Извлечённый текст
Беспардонные рассуждения Н. Н. Врангеля о “плохом технике” А. М. Опекушине, к сожалению, подхваченные некоторыми безответственными советскими искусствоведами, не выдерживают никакой критики, когда углубленно знакомишься с творчеством замечательного русского скульптора. Эти рассуждения сродни приведенному уже нами злобному выкрику “Голоса” и преследовали те же цели — принизить русского человека. Дескать, на что он может быть способен, если он — русский?
По Петербургу ходили слухи, что Россия вот-вот должна вступить в шестую по счету русско-турецкую войну. На этот раз ее главными мотивами было стремление поддержать освободительное движение народов Балкан против османского ига. Поговаривали, что Император Александр II сам возглавит Русскую Армию. В этой предвоенной обстановке для Опекушина было полной неожиданностью уведомление о том, что его мастерскую намеревается посетить сам Государь.

Записанные данные
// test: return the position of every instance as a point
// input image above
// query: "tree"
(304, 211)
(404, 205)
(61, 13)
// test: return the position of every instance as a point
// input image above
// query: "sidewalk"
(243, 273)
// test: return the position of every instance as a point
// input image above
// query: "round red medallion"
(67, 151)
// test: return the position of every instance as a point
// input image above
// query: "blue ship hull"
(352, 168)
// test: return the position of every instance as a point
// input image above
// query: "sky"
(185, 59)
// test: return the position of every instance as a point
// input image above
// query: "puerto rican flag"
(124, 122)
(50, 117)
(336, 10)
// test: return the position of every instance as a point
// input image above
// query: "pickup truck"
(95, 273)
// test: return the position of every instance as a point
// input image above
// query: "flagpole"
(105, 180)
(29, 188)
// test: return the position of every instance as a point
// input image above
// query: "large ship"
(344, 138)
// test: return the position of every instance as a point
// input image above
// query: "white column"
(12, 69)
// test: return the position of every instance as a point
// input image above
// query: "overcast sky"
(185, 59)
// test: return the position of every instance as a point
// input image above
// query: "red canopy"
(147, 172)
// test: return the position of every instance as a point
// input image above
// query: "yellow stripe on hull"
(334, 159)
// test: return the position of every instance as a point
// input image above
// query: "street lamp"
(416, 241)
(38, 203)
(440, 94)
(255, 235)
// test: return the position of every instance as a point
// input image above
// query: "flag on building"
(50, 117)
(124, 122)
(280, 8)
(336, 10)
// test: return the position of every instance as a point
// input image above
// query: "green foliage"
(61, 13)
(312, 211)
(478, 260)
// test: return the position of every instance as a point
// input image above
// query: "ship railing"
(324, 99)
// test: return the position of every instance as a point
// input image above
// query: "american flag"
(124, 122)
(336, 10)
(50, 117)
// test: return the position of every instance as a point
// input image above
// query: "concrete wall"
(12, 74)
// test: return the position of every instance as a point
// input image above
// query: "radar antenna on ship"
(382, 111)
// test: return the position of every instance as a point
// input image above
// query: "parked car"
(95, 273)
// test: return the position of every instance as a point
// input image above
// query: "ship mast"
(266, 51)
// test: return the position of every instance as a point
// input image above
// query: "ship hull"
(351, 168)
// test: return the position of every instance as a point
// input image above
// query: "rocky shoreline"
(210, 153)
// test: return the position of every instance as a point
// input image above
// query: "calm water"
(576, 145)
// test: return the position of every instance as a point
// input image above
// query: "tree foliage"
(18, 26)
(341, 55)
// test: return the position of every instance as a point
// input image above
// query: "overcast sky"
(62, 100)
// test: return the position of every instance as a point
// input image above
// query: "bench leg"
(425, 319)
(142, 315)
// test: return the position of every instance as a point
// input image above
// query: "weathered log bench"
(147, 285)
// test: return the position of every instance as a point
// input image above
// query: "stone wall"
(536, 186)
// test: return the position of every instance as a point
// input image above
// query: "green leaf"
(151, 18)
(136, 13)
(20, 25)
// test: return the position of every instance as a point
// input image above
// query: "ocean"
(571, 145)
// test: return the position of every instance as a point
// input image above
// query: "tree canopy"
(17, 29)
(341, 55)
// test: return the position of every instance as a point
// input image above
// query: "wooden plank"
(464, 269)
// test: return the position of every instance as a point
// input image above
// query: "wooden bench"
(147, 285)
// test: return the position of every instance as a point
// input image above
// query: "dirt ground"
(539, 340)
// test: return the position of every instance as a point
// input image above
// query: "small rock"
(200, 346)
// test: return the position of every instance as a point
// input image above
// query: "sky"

Задания
- A) Назовите всех людей, которые упомянуты в извлечённом тексте по имени.
- B) Что извлечённый текст называет главными мотивами ожидаемой русско-турецкой войны?

Ответы к заданиям
- A) Н. Н. Врангель, А. М. Опекушин, Император Александр II.

- B) Стремление поддержать освободительное движение народов Балкан против османского ига.